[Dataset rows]

__________________________________________________

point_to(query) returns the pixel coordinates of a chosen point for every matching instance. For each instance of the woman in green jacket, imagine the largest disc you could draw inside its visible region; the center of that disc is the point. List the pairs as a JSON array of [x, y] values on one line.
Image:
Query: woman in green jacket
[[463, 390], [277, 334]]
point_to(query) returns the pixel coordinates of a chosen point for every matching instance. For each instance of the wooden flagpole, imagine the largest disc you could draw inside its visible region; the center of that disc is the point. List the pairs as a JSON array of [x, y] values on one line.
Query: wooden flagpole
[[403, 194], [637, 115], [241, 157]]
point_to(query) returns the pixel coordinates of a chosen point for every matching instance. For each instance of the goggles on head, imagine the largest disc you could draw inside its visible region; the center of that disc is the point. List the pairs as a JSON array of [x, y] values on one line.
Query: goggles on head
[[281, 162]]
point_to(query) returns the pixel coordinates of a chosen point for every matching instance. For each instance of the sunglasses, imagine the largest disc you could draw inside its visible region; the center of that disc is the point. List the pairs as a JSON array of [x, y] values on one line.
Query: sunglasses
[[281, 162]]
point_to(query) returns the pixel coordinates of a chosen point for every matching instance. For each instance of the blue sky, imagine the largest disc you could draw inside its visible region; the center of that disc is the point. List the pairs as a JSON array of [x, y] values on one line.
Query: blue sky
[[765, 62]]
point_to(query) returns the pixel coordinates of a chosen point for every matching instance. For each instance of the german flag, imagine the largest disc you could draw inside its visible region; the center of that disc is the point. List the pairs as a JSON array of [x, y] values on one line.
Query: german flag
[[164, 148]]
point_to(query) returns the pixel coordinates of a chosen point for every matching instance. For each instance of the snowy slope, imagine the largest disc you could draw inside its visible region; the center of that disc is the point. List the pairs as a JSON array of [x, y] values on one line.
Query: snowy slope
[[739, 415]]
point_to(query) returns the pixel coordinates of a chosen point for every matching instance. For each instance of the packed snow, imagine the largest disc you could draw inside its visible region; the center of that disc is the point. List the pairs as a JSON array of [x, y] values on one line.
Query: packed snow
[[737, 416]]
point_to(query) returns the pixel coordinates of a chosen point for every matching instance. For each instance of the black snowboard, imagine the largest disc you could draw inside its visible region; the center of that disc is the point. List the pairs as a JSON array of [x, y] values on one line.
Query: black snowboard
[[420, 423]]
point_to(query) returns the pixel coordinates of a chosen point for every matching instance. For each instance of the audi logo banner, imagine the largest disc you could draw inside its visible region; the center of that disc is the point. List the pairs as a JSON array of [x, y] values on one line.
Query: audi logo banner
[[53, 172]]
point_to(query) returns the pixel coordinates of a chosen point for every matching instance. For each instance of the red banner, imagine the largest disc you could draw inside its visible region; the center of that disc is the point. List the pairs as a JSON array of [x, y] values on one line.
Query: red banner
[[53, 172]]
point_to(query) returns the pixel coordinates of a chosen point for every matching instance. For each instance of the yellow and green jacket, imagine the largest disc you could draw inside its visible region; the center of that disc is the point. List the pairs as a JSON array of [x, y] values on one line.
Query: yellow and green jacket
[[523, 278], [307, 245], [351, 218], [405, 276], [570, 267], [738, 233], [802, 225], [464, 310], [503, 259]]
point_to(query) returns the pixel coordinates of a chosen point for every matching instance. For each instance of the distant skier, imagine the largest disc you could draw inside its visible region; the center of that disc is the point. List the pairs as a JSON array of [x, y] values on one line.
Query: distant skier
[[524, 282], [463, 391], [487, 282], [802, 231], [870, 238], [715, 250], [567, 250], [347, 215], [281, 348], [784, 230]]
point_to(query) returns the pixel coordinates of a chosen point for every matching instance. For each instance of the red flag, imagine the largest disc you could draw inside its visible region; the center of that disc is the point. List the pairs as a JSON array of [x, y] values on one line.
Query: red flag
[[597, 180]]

__________________________________________________

### TO DO:
Rewrite the lines above, from the first one through the line containing "[[403, 194], [637, 115], [241, 157]]", requests included. Shift every coordinate value in their answers by -69.

### RESULT OF THE TASK:
point_to(query) returns the pixel coordinates of a chosen point for every matching instance. For each instance of the woman in green jacket, imagine the largest disc you could draw inside its visible region; the center of that disc is the point. List the pairs as a JSON array of [x, y] values on one line.
Image:
Query: woman in green jacket
[[394, 321], [208, 265]]
point_to(query) returns the pixel coordinates of a chosen point for every matching instance. For each instance of the wooden flagpole, imagine the largest disc you could draw inside its visible region; the center of that disc is the point. List the pairs as a JSON array of [x, y] values on one line.
Query: wooden flagpole
[[334, 125], [568, 46], [172, 88]]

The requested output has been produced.